Target data is defined based on the requirements and the downstream processing needs. It’s common to build target data to satisfy the need for multiple systems. In the Data Lake concept, the data is processed and stored in a way that Analytics systems can get insight while the AI/ML process can use the data to build predictive models.

Architectures and examples

Multiple architecture designs are covered that show how the source data is extracted and transformed to the target. The goal is to clever the general approaches, and it’s important to remember that each use case can be very different and unique to the customer and need special consideration.

The data pipeline architecture can be broken down into Logical and Platform levels. The logical design describes how the data is processed and transformed from the source into the target. The platform design focuses on implementation and tooling that each environment needs, and this depends on the provider and tooling available in the platform. Google Cloud, Azure, or Amazon have different toolsets for the transformation while the goal of the logical design remains the same (data transform) no matter which provider is used. 

Here is a logical design of a Data Warehousing pipeline:

Here is the logical design for a Data Lake pipeline:

Depending on the downstream requirements, the generic architecture designs can be implemented with more details to address several use cases.

The Platform implementations can vary depending on the toolset selection and development skills. What follows are a few examples of Google Cloud implementations for the common data pipeline architectures.

A Batch ETL Pipeline in Google Cloud – The Source might be files that need to be ingested into the analytics Business Intelligence (BI) engine. The Cloud Storage is the data transfer medium inside Google Cloud and then Dataflow is used to load the data into the target BigQuery storage. The simplicity of this approach makes this pattern reusable and effective in simple transformational processes. On the other hand, if we need to build a complex pipeline, then this approach isn’t going to be efficient and effective.

A Data Analytics Pipeline is a complex process that has both batch and stream data ingestion pipelines. The processing is complex and multiple tools and services are used to transform the data into warehousing and an AL/ML access point for further processing. Enterprise solutions for data analytics are complex and require multiple steps to process the data. The complexity of the design can add to the project timeline and cost but in order to achieve the business objectives, carefully review and build each component.

Machine learning data pipeline in Google Cloud is a comprehensive design that allows customers to utilize all Google Cloud native services to build and process a machine learning process. For more information, see Creating a machine learning pipeline.

Google Cloud platform diagrams are created by Google Cloud Developer Architecture.

How to choose a data pipeline architecture?

* RECORDS SHOWN *
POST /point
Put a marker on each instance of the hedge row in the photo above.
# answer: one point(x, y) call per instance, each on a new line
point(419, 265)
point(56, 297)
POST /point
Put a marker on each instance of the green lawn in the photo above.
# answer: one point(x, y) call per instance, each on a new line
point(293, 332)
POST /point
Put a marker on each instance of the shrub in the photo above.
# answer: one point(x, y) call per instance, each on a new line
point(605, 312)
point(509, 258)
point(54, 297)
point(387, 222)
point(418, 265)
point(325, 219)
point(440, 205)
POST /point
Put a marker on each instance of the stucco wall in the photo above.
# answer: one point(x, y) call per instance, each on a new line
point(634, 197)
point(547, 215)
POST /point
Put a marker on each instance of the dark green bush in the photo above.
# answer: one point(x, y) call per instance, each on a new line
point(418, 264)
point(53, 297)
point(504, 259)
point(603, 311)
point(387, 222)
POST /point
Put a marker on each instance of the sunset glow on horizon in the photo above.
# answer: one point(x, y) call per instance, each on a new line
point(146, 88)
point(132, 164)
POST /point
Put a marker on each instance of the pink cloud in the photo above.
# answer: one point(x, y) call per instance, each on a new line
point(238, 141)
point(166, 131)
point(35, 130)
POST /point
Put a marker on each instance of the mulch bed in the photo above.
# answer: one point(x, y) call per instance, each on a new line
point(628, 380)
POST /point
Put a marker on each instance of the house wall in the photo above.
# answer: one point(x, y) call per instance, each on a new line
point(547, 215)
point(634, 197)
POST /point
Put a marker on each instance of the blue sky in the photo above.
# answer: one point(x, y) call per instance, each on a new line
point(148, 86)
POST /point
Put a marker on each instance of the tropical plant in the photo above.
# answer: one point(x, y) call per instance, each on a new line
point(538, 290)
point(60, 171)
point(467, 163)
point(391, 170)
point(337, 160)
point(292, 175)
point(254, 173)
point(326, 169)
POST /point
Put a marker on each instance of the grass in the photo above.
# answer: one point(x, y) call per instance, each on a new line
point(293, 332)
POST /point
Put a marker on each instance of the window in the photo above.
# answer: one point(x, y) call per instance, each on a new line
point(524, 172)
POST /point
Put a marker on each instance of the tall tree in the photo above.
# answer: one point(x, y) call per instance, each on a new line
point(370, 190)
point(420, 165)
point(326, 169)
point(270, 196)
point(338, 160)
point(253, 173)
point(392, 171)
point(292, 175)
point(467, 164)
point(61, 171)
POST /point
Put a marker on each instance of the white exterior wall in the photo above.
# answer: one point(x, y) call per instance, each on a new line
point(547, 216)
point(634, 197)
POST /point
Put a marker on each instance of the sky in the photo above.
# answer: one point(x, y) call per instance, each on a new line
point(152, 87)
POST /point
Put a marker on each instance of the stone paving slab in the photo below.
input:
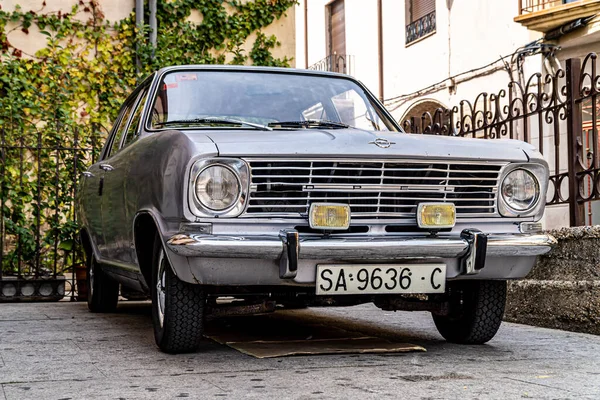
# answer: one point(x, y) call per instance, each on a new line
point(60, 351)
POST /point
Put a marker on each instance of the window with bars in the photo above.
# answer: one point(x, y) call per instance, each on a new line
point(420, 19)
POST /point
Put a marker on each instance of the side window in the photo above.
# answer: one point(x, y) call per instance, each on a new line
point(132, 130)
point(120, 130)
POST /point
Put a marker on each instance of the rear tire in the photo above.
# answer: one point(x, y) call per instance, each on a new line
point(103, 292)
point(177, 307)
point(476, 311)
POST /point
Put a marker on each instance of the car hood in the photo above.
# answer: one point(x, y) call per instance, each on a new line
point(359, 143)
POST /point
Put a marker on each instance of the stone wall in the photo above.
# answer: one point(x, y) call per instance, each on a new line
point(563, 290)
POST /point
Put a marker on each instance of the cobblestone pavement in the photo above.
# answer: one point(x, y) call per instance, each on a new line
point(60, 351)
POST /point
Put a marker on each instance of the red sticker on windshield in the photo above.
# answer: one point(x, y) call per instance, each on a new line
point(186, 77)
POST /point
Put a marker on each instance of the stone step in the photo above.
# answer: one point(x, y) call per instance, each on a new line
point(567, 305)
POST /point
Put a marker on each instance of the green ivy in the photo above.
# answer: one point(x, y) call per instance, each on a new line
point(66, 96)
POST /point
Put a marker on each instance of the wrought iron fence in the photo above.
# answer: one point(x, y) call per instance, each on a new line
point(420, 28)
point(39, 172)
point(557, 113)
point(342, 63)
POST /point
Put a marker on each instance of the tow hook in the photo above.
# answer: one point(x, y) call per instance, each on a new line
point(288, 263)
point(474, 260)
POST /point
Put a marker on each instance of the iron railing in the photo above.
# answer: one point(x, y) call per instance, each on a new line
point(39, 172)
point(420, 28)
point(342, 63)
point(529, 6)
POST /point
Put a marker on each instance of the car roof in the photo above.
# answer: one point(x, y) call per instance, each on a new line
point(246, 68)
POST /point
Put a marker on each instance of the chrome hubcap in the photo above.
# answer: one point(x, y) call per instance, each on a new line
point(160, 287)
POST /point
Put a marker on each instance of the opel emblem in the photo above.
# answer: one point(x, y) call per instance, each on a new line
point(381, 142)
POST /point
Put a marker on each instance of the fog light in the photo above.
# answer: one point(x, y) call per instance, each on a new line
point(530, 227)
point(436, 215)
point(329, 216)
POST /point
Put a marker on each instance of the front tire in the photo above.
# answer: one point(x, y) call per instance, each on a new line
point(476, 311)
point(103, 292)
point(177, 307)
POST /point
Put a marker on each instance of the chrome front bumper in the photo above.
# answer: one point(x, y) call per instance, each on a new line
point(288, 248)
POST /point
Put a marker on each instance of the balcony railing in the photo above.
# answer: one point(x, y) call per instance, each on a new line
point(342, 63)
point(420, 28)
point(529, 6)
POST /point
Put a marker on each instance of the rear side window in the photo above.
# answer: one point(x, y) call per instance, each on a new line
point(133, 128)
point(120, 130)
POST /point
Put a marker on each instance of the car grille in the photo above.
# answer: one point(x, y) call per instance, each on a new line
point(373, 189)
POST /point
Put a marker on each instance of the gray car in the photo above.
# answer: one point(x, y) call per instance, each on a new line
point(231, 190)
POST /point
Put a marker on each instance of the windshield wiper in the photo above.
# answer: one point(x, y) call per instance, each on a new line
point(208, 120)
point(310, 123)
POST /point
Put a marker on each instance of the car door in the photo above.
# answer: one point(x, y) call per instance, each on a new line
point(107, 245)
point(93, 186)
point(115, 218)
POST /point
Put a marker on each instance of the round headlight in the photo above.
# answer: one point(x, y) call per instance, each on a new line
point(217, 187)
point(520, 190)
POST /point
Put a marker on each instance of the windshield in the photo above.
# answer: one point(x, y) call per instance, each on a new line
point(228, 99)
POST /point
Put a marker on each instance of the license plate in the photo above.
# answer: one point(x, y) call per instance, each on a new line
point(337, 279)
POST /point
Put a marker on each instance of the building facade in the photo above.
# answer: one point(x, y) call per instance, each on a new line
point(420, 55)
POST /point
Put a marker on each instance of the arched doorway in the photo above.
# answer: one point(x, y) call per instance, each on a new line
point(427, 116)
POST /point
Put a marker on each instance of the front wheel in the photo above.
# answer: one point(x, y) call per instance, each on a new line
point(177, 307)
point(476, 311)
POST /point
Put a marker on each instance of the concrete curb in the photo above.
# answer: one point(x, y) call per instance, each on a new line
point(563, 290)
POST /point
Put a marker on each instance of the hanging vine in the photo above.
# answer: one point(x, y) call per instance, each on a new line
point(67, 94)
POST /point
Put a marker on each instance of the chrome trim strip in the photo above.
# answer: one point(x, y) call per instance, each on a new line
point(270, 247)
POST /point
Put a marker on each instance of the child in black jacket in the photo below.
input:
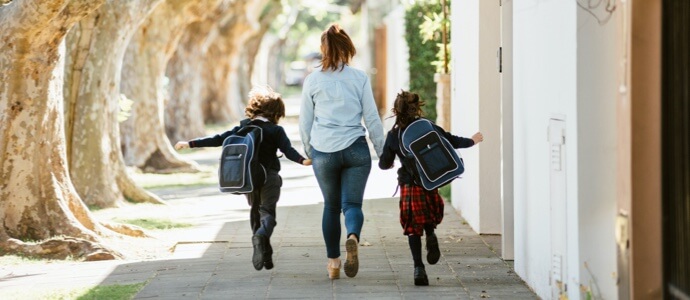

* PROBLEMS AND TASKS *
[a] In the passage on data pipeline architectures, which service loads data into the target BigQuery storage in the batch ETL pipeline on Google Cloud?
[b] Please carry on the passage on data pipeline architectures from the point where it stops.
The data plays no role in what is asked here.

* RESULTS *
[a] Dataflow loads the data into BigQuery.

[b]
There are multiple approaches to designing and implementing data pipelines. The key is to choose the design that meets your requirements. There are new technologies emerging that are providing more robust and faster implementations for data pipelines. Google Big Lake is a new service that introduces a new approach on data ingestion. BigLake is a storage engine that unifies data warehouses by enabling BigQuery and open source frameworks such as Spark to access data with fine-grained access control. BigLake provides accelerated query performance across multi-cloud storage and open formats such as Apache Iceberg.

The other major factor in deciding the proper data pipeline architecture is the cost. Building a cost-effective solution is a major factor in deciding the design. Usually, streaming and real-time data processing pipelines are more expensive to build and run compared to using batch models. There are times that the budget runs the decision on which design to choose and how to build the platform. Knowing the details on each component and being able to do cost analysis of the solution ahead of time is important in choosing the right architecture design for your solution. Google Cloud provides a cost calculator that can be used in these cases.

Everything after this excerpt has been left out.